§ **Task to complete**:
Each line from the one that contains "book cover sunset" to the end of the entries must be copied word for word, and only those lines.

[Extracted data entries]
########

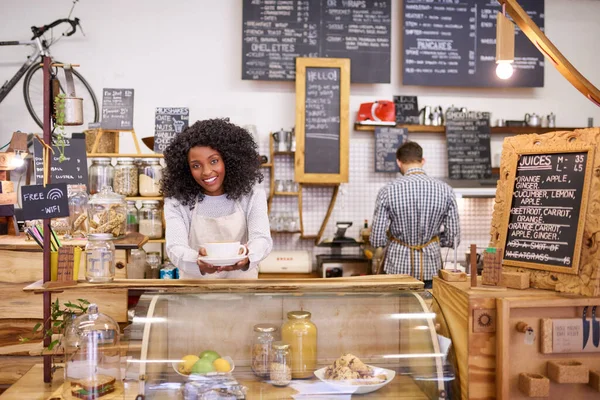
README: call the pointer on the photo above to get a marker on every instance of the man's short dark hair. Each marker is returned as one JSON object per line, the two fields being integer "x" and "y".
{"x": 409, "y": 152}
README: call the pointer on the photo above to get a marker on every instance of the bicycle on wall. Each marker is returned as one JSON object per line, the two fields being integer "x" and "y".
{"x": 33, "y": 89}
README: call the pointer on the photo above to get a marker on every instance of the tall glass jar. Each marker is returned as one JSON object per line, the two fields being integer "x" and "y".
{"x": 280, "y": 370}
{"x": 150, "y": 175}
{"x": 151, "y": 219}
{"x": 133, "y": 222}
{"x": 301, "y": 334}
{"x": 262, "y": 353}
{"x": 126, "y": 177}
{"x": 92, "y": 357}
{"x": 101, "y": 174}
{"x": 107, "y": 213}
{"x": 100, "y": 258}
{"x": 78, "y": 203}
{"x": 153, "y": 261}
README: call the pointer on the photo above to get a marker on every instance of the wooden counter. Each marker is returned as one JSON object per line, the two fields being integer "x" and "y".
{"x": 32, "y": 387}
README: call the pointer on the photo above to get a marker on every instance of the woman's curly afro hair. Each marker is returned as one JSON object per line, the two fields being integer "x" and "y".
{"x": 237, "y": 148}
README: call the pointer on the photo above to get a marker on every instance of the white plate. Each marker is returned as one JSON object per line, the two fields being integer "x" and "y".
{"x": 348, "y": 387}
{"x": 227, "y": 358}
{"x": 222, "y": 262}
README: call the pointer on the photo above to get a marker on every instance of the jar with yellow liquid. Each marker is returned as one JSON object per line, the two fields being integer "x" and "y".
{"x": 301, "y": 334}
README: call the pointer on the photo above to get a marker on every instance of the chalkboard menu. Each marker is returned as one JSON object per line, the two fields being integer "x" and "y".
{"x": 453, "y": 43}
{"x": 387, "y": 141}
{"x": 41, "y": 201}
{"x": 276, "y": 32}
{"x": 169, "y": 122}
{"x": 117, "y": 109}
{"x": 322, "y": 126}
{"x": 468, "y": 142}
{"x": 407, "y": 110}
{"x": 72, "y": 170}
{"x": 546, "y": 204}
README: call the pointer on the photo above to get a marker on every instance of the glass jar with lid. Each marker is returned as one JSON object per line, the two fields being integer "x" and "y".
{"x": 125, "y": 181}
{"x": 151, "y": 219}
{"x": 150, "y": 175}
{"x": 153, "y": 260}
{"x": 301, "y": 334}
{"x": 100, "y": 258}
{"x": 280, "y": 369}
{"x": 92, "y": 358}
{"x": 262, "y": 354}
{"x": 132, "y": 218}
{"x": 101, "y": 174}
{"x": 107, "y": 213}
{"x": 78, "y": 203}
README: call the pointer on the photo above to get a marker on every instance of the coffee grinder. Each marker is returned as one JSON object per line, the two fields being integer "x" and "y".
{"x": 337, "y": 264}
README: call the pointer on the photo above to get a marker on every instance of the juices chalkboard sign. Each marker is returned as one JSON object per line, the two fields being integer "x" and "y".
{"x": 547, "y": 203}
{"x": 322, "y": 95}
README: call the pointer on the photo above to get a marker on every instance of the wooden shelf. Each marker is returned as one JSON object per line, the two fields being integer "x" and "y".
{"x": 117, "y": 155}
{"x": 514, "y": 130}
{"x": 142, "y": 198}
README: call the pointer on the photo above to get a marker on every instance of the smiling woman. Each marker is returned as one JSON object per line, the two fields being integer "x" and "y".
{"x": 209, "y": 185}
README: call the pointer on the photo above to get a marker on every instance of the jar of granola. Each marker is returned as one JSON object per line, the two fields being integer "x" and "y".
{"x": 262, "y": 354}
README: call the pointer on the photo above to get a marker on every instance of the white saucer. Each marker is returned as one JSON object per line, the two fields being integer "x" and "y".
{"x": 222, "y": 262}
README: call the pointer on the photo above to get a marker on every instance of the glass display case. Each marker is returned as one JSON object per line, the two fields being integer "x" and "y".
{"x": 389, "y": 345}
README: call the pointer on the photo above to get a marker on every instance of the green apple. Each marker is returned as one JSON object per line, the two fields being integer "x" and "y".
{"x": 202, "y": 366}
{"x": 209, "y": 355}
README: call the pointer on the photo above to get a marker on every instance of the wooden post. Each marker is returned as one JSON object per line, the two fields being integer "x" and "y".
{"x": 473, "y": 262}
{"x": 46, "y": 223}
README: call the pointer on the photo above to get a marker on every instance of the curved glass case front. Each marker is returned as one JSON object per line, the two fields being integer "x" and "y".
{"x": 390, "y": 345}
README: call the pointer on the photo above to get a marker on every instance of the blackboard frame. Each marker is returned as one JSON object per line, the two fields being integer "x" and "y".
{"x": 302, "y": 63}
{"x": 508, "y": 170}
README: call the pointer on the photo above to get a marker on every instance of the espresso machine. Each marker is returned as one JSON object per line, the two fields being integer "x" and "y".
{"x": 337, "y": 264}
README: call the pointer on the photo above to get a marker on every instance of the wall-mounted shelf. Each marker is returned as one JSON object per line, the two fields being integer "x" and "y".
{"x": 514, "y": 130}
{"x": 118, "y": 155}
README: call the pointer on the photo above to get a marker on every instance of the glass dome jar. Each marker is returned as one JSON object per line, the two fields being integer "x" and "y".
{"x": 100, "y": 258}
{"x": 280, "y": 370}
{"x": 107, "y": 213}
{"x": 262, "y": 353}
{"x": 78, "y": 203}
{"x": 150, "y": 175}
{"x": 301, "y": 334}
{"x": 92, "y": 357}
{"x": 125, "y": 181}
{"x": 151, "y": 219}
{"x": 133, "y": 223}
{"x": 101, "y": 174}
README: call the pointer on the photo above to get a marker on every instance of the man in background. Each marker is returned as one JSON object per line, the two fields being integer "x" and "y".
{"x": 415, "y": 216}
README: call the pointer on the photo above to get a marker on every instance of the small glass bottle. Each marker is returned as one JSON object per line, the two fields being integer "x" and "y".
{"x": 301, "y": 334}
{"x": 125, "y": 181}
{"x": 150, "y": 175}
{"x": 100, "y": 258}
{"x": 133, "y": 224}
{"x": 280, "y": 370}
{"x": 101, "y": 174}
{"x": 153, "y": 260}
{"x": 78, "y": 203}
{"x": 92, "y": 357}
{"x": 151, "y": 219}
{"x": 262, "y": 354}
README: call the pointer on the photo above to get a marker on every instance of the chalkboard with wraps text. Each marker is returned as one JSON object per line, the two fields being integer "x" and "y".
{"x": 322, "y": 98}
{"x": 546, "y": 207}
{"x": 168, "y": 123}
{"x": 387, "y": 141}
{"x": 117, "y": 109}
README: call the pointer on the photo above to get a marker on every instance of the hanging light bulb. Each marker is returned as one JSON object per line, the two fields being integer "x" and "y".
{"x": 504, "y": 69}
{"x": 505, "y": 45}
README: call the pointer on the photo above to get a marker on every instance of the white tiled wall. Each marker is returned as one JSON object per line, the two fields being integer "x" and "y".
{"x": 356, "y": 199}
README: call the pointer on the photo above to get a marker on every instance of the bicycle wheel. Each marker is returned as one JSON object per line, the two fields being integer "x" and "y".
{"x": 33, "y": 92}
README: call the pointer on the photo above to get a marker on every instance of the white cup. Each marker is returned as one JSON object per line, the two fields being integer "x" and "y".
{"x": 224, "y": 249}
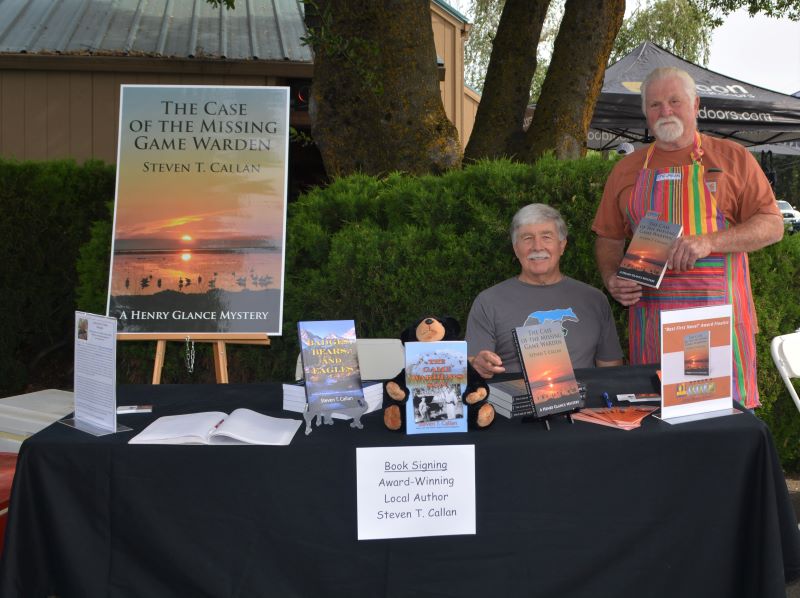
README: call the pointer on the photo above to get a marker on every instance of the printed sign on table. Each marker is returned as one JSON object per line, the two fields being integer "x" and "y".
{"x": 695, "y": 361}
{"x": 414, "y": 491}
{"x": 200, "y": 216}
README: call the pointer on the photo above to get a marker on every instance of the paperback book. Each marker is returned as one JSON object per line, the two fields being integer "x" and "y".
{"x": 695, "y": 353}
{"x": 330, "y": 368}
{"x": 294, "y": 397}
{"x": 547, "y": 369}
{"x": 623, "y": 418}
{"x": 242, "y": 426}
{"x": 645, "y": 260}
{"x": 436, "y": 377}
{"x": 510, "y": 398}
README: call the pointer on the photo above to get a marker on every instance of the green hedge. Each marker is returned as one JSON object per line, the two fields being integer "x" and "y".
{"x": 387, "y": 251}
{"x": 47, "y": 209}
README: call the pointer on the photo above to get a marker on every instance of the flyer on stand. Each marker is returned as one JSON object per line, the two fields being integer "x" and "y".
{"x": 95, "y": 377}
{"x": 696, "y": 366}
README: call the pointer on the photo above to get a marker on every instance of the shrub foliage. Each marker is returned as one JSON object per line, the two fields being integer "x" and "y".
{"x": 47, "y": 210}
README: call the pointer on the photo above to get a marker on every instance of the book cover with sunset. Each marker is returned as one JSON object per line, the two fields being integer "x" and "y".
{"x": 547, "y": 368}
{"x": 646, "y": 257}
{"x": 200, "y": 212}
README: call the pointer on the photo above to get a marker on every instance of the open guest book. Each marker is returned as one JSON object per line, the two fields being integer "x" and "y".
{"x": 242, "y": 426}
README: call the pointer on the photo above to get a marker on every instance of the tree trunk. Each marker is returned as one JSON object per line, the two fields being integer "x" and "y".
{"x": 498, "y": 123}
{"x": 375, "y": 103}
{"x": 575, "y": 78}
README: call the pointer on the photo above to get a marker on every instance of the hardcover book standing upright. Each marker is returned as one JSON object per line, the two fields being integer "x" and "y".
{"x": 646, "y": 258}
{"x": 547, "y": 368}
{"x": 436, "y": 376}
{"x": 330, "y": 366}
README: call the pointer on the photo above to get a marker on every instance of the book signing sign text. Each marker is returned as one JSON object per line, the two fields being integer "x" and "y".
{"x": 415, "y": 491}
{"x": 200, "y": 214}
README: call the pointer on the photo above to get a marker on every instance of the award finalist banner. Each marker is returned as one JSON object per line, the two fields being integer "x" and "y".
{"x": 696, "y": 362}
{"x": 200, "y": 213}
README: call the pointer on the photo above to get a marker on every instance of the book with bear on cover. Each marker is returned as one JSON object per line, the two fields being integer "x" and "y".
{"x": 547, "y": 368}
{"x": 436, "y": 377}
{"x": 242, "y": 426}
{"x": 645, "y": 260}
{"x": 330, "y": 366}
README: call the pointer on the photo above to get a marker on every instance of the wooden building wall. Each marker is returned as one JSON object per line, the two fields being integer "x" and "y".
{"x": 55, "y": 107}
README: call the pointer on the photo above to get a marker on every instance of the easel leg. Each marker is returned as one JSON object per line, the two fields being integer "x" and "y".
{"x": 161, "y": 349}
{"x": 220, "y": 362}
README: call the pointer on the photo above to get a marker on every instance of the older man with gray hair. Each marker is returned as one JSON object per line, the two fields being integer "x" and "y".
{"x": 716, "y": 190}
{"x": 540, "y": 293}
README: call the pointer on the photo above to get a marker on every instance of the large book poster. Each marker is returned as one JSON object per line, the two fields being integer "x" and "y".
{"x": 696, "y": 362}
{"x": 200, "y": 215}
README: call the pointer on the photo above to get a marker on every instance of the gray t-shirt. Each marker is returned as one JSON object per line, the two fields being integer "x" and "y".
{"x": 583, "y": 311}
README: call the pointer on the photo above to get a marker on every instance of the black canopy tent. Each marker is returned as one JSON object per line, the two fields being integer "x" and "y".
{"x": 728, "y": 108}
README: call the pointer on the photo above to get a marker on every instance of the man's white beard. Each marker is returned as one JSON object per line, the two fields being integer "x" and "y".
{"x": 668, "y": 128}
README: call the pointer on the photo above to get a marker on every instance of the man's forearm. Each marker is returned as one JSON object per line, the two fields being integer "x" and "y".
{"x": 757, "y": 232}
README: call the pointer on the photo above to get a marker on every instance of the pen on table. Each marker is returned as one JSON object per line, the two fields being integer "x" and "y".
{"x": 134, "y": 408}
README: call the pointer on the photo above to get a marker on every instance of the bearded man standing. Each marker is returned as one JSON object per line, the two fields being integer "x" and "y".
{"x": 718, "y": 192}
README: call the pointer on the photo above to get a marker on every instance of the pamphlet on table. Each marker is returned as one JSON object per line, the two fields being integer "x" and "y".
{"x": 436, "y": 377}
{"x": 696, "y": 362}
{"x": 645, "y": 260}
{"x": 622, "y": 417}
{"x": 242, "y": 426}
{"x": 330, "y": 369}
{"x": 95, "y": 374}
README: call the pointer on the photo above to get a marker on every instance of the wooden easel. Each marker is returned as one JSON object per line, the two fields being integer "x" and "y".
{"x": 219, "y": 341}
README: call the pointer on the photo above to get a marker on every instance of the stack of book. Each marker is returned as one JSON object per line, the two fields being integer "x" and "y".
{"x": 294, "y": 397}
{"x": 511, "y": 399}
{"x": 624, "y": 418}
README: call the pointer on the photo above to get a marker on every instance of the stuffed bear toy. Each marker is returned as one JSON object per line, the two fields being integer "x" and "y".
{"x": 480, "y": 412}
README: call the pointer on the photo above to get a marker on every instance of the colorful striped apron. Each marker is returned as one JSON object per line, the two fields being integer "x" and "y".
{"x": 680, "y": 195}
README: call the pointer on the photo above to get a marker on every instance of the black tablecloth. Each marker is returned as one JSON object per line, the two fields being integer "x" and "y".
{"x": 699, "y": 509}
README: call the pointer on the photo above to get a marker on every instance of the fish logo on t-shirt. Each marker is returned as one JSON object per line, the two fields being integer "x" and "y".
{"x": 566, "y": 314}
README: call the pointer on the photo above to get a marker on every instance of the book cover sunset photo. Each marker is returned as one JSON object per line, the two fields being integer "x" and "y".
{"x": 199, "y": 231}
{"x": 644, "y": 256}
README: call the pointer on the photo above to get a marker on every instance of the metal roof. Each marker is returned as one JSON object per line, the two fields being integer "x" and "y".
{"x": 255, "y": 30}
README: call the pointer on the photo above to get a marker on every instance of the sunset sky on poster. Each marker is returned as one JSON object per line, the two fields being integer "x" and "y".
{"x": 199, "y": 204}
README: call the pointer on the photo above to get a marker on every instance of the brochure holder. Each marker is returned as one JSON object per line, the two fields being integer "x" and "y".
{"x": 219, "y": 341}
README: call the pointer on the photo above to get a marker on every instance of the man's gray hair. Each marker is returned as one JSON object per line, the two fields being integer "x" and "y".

########

§ **Finished task**:
README: call the pointer on the photo above to get a marker on every instance of the book cover sunset photo. Each marker is returned as one JSON object per line, the two fields being integer "x" and "y".
{"x": 199, "y": 231}
{"x": 644, "y": 256}
README: call the pointer on the photo above to get a marker on every instance of the metal roof. Each marker is returned as one JSON object per line, the two fields being integer "x" and "y".
{"x": 255, "y": 30}
README: call the pointer on the photo above to get a marker on every instance of the sunset sky on poster. Each marker is returned as one JSON object per line, the two fields being integer "x" and "y".
{"x": 199, "y": 204}
README: call the pointer on the photo above to get a marker on every instance of the brochure holder. Each marker is returned as one JSON object per line, the two fields being integer "x" and "y".
{"x": 219, "y": 341}
README: call the pointer on the photo above to get a marker on every instance of the man's gray hair. Each marker is returned as one JSON object per line, the two fields being integer "x" and "y".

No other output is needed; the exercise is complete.